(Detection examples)
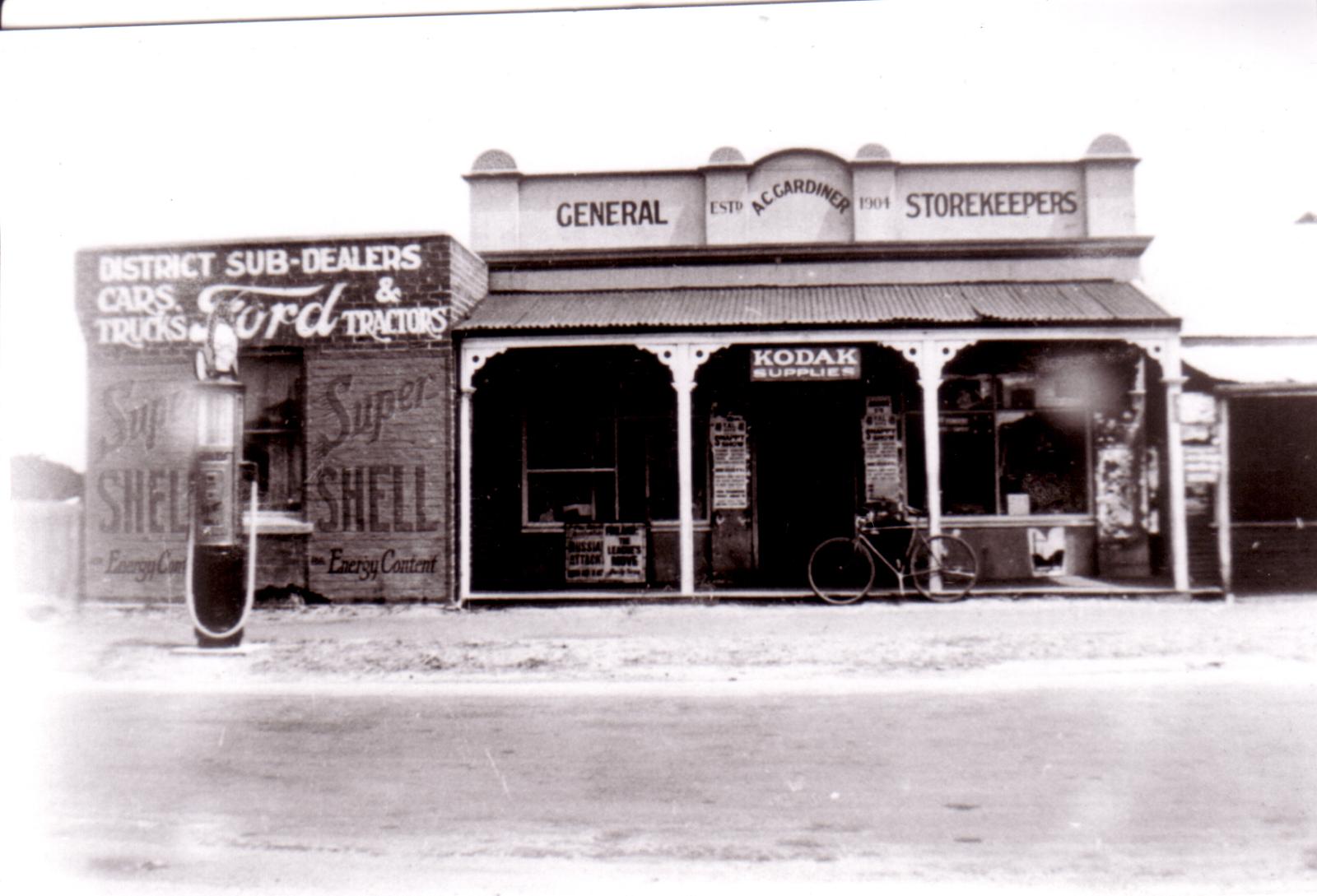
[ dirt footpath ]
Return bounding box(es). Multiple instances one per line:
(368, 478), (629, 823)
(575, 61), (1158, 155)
(21, 595), (1317, 685)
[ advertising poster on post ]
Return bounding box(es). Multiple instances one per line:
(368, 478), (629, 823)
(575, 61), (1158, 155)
(709, 415), (749, 510)
(863, 395), (902, 503)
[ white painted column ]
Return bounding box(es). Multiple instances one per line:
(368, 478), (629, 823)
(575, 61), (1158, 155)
(456, 381), (476, 606)
(919, 341), (943, 536)
(1217, 396), (1234, 604)
(637, 343), (724, 597)
(672, 363), (696, 597)
(1161, 370), (1189, 593)
(454, 346), (507, 606)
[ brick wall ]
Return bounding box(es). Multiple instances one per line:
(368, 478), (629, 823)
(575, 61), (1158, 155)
(305, 345), (454, 600)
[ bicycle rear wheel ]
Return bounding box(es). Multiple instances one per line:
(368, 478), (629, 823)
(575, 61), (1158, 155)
(810, 536), (876, 604)
(910, 536), (979, 602)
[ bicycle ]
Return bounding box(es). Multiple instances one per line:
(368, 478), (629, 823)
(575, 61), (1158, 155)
(808, 508), (979, 604)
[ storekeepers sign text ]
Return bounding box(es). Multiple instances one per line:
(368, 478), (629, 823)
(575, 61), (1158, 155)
(749, 346), (860, 382)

(Directions for this task):
Retype all of the records above line for line, without changing a character, and leave out the pictures.

(Final answer):
[ dirt footpath ]
Return bounding box(es). Multiple instances one per line:
(368, 478), (629, 823)
(575, 61), (1158, 155)
(21, 595), (1317, 685)
[ advertising poster on post ]
Return bounding box(es). Multiple instances one per line:
(368, 478), (629, 823)
(575, 61), (1158, 155)
(709, 415), (749, 510)
(863, 395), (902, 503)
[ white painted column ]
Return bounding box(es). Multiple instances one per line:
(368, 478), (629, 823)
(575, 61), (1158, 155)
(456, 381), (476, 606)
(919, 341), (943, 536)
(1217, 396), (1234, 604)
(637, 343), (724, 597)
(672, 363), (696, 597)
(1161, 370), (1189, 593)
(454, 346), (507, 606)
[ brick wall ]
Return bounding box(es). Multiple instances one per line:
(368, 478), (629, 823)
(575, 61), (1158, 155)
(305, 345), (454, 600)
[ bicycle rear wheel ]
Return bounding box(es). Multiple instances one per line:
(368, 478), (629, 823)
(575, 61), (1158, 155)
(810, 536), (876, 604)
(910, 536), (979, 602)
[ bicycle ]
Return bounding box(es). Multiple instances one per line:
(368, 478), (629, 823)
(575, 61), (1158, 155)
(808, 508), (979, 604)
[ storekeepers sign text ]
Return bounding box(es). Multiple instances one per line:
(368, 478), (629, 823)
(575, 61), (1158, 155)
(749, 346), (860, 382)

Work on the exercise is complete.